◆ Exercise objective ◆
Copy the passage from the Muon+ summary below, beginning at the words "The paper tackles" and stopping after "ratios up to 200.".

◆ Extract provided ◆
[Start of Attachment]
Muon+: Towards Better Muon via One Additional Normalization Step
This is an incremental enhancement to an existing optimizer, potentially benefiting researchers and practitioners training large language models by improving efficiency and performance.
The paper tackles the problem of improving the Muon optimizer for pre-training large language models by adding an extra normalization step, resulting in consistent boosts in training and validation perplexity across models from 60M to 1B parameters and token-to-parameter ratios up to 200.
The Muon optimizer has demonstrated promising performance in pre-training large language models through gradient (or momentum) orthogonalization. In this work, we propose a simple yet effective enhancement to Muon, namely Muon+, which introduces an additional normalization step after orthogonalization. We demonstrate the effectiveness of Muon+ through extensive pre-training experiments across a wide range of model scales and architectures. Our evaluation includes GPT-style models ranging from 130M to 774M parameters and LLaMA-style models ranging from 60M to 1B parameters. We comprehensively evaluate the effectiveness of Muon+ in the compute-optimal training regime and further extend the token-to-parameter (T2P) ratio to an industrial level of $\approx 200$. Experimental results show that Muon+ provides a consistent boost on training and validation perplexity over Muon. We provide our code here: https://github.com/K1seki221/MuonPlus.
[End of Attachment]
◆ Referring-expression pointing data ◆
[Start of Attachment]
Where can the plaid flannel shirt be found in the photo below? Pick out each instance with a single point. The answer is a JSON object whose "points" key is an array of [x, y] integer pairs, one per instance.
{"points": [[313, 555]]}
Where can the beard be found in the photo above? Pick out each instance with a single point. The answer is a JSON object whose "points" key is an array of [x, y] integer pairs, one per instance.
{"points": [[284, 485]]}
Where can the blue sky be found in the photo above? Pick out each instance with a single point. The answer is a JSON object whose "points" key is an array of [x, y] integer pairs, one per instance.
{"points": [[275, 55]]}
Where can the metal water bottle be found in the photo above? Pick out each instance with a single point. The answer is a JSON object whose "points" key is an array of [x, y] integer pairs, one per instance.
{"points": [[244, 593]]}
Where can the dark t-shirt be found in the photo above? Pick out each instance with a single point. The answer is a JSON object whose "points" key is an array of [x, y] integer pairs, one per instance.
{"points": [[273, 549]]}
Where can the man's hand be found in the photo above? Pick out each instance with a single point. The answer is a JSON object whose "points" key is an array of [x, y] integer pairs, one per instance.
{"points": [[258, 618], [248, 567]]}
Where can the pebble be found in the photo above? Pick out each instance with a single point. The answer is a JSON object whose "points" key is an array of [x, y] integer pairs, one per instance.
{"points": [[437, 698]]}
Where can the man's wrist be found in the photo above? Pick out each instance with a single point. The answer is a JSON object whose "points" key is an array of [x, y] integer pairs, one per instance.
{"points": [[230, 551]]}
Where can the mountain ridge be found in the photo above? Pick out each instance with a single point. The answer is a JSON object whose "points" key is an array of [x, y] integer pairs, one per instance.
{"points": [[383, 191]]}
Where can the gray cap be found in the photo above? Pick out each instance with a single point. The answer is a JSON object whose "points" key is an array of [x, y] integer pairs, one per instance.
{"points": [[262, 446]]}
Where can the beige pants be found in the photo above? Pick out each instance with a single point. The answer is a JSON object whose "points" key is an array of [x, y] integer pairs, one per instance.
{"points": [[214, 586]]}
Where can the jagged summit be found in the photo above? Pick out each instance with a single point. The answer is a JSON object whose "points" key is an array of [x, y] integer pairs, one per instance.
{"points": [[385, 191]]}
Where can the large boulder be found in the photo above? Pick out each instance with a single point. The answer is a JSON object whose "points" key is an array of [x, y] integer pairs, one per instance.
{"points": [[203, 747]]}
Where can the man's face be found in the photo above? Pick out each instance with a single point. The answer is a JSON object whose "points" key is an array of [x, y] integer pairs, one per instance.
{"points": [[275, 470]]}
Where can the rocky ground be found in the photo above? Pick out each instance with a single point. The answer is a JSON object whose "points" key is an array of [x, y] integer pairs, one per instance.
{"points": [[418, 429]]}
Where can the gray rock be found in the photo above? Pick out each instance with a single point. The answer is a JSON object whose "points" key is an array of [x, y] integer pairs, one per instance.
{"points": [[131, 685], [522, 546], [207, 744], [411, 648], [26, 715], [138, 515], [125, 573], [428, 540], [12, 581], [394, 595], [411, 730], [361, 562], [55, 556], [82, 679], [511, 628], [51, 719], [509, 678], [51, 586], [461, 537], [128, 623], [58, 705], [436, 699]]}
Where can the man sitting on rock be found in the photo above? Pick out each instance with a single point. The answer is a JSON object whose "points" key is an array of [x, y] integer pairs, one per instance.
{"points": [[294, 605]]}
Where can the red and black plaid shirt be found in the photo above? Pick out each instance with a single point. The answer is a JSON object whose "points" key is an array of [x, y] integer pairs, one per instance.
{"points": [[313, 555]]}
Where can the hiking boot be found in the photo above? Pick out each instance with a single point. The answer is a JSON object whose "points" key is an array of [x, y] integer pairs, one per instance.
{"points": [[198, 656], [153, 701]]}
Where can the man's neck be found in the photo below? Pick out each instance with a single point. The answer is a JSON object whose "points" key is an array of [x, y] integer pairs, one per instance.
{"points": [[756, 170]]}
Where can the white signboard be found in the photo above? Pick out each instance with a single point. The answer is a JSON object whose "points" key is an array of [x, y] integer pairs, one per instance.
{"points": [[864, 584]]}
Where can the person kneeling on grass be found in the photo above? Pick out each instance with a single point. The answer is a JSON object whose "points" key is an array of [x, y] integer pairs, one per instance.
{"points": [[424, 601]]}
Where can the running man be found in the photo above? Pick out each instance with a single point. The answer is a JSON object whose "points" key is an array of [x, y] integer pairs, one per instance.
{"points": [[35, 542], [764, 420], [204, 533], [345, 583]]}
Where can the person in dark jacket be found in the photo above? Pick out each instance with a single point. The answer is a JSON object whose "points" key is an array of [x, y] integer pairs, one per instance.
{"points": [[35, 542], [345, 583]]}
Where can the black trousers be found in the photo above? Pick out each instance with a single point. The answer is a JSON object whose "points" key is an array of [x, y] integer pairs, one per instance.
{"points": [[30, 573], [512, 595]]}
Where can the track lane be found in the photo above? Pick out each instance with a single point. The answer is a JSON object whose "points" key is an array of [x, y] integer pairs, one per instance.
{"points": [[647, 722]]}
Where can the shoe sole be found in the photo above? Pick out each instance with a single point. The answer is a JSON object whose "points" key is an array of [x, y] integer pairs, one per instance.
[End of Attachment]
◆ Written solution ◆
The paper tackles the problem of improving the Muon optimizer for pre-training large language models by adding an extra normalization step, resulting in consistent boosts in training and validation perplexity across models from 60M to 1B parameters and token-to-parameter ratios up to 200.